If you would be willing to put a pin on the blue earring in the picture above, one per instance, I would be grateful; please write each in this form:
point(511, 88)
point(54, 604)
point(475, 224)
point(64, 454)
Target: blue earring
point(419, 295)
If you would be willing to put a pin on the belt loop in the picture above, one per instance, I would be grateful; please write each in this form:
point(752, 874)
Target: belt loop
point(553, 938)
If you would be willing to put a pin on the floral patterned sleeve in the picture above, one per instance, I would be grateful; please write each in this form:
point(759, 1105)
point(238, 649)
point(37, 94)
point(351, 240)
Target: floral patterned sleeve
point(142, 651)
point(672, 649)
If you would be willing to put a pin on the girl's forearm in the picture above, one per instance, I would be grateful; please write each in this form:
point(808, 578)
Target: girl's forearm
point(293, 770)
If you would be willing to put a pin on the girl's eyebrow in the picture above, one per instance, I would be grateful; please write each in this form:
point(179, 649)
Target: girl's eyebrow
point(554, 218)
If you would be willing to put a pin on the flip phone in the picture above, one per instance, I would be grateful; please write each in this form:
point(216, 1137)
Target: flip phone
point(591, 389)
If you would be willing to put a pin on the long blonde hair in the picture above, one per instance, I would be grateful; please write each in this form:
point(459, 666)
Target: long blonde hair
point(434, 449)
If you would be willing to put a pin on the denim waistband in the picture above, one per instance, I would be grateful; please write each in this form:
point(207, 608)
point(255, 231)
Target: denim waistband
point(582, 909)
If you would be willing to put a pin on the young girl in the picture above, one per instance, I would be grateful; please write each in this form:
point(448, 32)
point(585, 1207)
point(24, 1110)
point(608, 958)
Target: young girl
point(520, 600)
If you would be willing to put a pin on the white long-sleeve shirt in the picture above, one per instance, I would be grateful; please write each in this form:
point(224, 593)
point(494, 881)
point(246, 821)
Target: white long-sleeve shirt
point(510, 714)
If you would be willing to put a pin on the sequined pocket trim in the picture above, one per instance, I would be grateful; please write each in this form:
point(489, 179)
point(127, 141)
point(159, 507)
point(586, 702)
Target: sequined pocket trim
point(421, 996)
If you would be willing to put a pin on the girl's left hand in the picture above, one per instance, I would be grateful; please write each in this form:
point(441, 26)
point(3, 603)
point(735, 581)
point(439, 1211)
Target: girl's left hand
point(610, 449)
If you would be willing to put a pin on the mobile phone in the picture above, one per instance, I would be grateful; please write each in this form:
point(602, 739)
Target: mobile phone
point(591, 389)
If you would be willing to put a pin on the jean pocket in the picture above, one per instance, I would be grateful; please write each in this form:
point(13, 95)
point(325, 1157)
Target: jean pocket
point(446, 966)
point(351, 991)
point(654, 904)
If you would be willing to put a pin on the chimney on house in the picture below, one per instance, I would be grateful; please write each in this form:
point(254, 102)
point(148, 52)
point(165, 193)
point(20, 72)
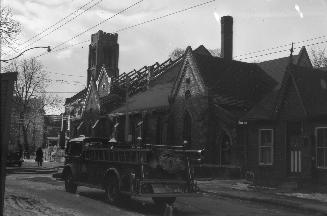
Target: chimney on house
point(227, 37)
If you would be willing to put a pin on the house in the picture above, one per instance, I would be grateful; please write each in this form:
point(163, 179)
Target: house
point(33, 125)
point(287, 130)
point(193, 102)
point(276, 67)
point(72, 117)
point(82, 110)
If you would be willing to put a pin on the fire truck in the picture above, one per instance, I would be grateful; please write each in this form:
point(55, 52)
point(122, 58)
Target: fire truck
point(161, 172)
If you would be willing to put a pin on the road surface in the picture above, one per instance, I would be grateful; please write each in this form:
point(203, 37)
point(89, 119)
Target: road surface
point(35, 192)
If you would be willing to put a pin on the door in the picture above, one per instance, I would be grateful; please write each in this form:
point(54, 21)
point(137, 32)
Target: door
point(294, 148)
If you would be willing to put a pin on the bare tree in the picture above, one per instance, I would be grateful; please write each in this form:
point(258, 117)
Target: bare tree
point(30, 96)
point(9, 28)
point(319, 59)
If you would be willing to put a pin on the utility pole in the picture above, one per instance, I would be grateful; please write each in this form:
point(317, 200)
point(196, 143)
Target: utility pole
point(7, 89)
point(126, 111)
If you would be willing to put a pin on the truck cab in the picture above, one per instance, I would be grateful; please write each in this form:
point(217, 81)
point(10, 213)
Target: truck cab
point(157, 171)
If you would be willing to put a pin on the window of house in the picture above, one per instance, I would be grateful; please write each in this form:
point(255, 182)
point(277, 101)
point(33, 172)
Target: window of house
point(321, 140)
point(187, 94)
point(266, 141)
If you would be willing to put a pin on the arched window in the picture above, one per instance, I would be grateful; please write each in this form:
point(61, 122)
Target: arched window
point(187, 94)
point(187, 129)
point(226, 151)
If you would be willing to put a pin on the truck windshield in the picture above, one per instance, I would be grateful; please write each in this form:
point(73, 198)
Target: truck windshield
point(74, 148)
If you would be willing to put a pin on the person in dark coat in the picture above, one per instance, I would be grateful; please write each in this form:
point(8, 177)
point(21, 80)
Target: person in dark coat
point(39, 156)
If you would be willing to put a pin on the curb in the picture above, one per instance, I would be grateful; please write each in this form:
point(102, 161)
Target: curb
point(271, 201)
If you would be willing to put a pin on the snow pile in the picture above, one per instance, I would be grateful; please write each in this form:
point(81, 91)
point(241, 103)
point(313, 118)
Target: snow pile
point(19, 204)
point(314, 196)
point(241, 186)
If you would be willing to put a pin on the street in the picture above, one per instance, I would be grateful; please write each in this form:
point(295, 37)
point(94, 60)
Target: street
point(33, 191)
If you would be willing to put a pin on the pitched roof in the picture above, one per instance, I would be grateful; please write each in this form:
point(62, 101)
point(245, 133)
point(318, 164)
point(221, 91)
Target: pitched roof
point(79, 95)
point(312, 88)
point(276, 67)
point(245, 82)
point(156, 96)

☆ ☆ ☆

### Prompt
Please rewrite all the items above with "put a pin on" changed to "place a marker on" and everything else left as it is. Leave the pictures out of your answer.

### Full solution
If you would be willing to place a marker on the blue earring in the picture above, one per instance, I would be grateful; please write each in this form:
point(511, 88)
point(54, 604)
point(475, 224)
point(64, 454)
Target: blue earring
point(419, 295)
If you would be willing to place a marker on the belt loop in the picture above, one per instance, I would be grateful; please write each in this form:
point(752, 874)
Target: belt loop
point(553, 938)
If you would be willing to place a marker on the floral patterned sleeve in the picture above, one per instance, I would be grateful; please write each in this form:
point(759, 1105)
point(238, 649)
point(37, 94)
point(351, 240)
Target: floral patterned sleeve
point(142, 651)
point(672, 649)
If you would be willing to place a marker on the girl's forearm in the picture above, one per instance, I would be grateful; please write each in this form:
point(808, 578)
Target: girl's forearm
point(293, 770)
If you would be willing to place a marker on the girl's eyebrow in the picture above, one per instance, I would be grateful; please write each in this form:
point(179, 649)
Target: girl's eyebrow
point(554, 218)
If you would be willing to place a marker on the flip phone in the picture above, one per instance, I would be grateful; please write each in this form:
point(216, 1137)
Target: flip phone
point(591, 389)
If you would be willing to place a marker on the long blonde hair in the picture above, one per instance, I would be grateful; please write each in this form:
point(459, 666)
Target: long blonde hair
point(434, 449)
If you would be willing to place a marker on the denim waistband in the picture above, one per instance, I would be grateful; please write each in this form:
point(207, 608)
point(255, 231)
Target: denim waistband
point(582, 909)
If you would be willing to place a marker on the young girl in the picture above, one per instance, I would be grateful; please write each in this form:
point(448, 32)
point(585, 1207)
point(24, 1110)
point(608, 958)
Target: young girl
point(520, 600)
If you would be willing to place a marker on the white long-sleeve shirt in the picture above, one per instance, I would be grateful; please write each in this form:
point(224, 593)
point(494, 881)
point(246, 821)
Target: white long-sleeve shirt
point(510, 714)
If you would be willing to place a marker on the sequined pocket trim in the picture above, one per instance, I would be grateful; please write each in this form:
point(489, 179)
point(127, 141)
point(159, 507)
point(586, 702)
Target: sequined pocket trim
point(421, 996)
If you would be willing to place a marker on the girl's left hand in the picture above, one per instance, I would be grateful; please write each in this form:
point(441, 26)
point(3, 603)
point(735, 581)
point(439, 1211)
Target: girl's left hand
point(610, 449)
If you would be willing to place a marker on the mobile phone in the picture above, one per instance, I would be grateful; please write each in this form:
point(602, 739)
Target: mobile phone
point(591, 389)
If you would be willing to place a marker on the jean pocket in the picture above, one per instance, I would be grateful; please write each in this form:
point(13, 95)
point(325, 1157)
Target: jean pocket
point(446, 966)
point(351, 991)
point(654, 904)
If you would be willing to place a marker on the chimney on house in the picture below, one per instance, I would be grateful; please write each in this form:
point(254, 102)
point(148, 52)
point(165, 193)
point(20, 72)
Target: chimney on house
point(227, 37)
If you would be willing to place a marker on the house in the picture above, one per instance, I would be grateful; please write each in this form:
point(163, 179)
Target: house
point(33, 125)
point(287, 130)
point(193, 102)
point(276, 67)
point(72, 117)
point(82, 110)
If you would be willing to place a marker on the fire truck in the picture above, one per instance, I would be grateful; please write each in this form:
point(55, 52)
point(122, 58)
Target: fire truck
point(161, 172)
If you would be willing to place a marker on the road surface in the picture above, one per instance, I would be grateful; please write each in this form:
point(203, 37)
point(89, 119)
Target: road surface
point(35, 192)
If you would be willing to place a marker on the door in the picture above, one per instance, I would be grateful; please write each in this form:
point(54, 21)
point(137, 32)
Target: door
point(294, 148)
If you would be willing to place a marker on the bare tree in the picture above, one per instance, I would be grateful; please write each in this form:
point(258, 117)
Target: bare tree
point(30, 96)
point(9, 28)
point(319, 59)
If you would be willing to place a marker on the utility pole in the picture above, one per instance, I would be grateful; please write each in this form:
point(317, 200)
point(196, 143)
Target: utility pole
point(7, 89)
point(126, 111)
If you would be willing to place a marker on the truck cab in the picture above, one per instance, I would be grateful; please write each in this form:
point(217, 81)
point(10, 213)
Target: truck cab
point(157, 171)
If you would be willing to place a marker on the window of house in the picture above, one per instance, I would be grateful; please write each in this form:
point(255, 182)
point(277, 101)
point(33, 172)
Target: window of house
point(321, 140)
point(187, 94)
point(266, 141)
If you would be willing to place a marker on the arched window in the picture above, one per instance, I would be grateful; please write each in this form:
point(61, 122)
Target: arched window
point(187, 94)
point(187, 129)
point(226, 151)
If you would be willing to place a marker on the truck windshield in the picture above, one per instance, I would be grateful; please write each in this form:
point(73, 198)
Target: truck windshield
point(74, 148)
If you would be willing to place a marker on the person in dark coat in the picture above, one per instance, I would be grateful; please write each in this form:
point(8, 177)
point(21, 80)
Target: person in dark coat
point(39, 156)
If you would be willing to place a marker on the curb in the picture above, one per instance, I would be grateful; please write each in this form:
point(102, 161)
Target: curb
point(271, 201)
If you would be willing to place a marker on the snow pile in the picture above, one per instance, I would be grateful; please write each in this form:
point(81, 91)
point(241, 103)
point(313, 118)
Target: snow pile
point(19, 204)
point(314, 196)
point(241, 186)
If you would be willing to place a marker on the street in the picture above, one per instance, I would be grateful; please write each in this form:
point(295, 37)
point(94, 60)
Target: street
point(33, 191)
If you would be willing to place a marker on the pitched roof in the picture above, one per instance, I would be grateful; please write each in this form:
point(62, 101)
point(245, 133)
point(318, 164)
point(221, 91)
Target: pitched roof
point(79, 95)
point(312, 88)
point(276, 67)
point(245, 82)
point(156, 96)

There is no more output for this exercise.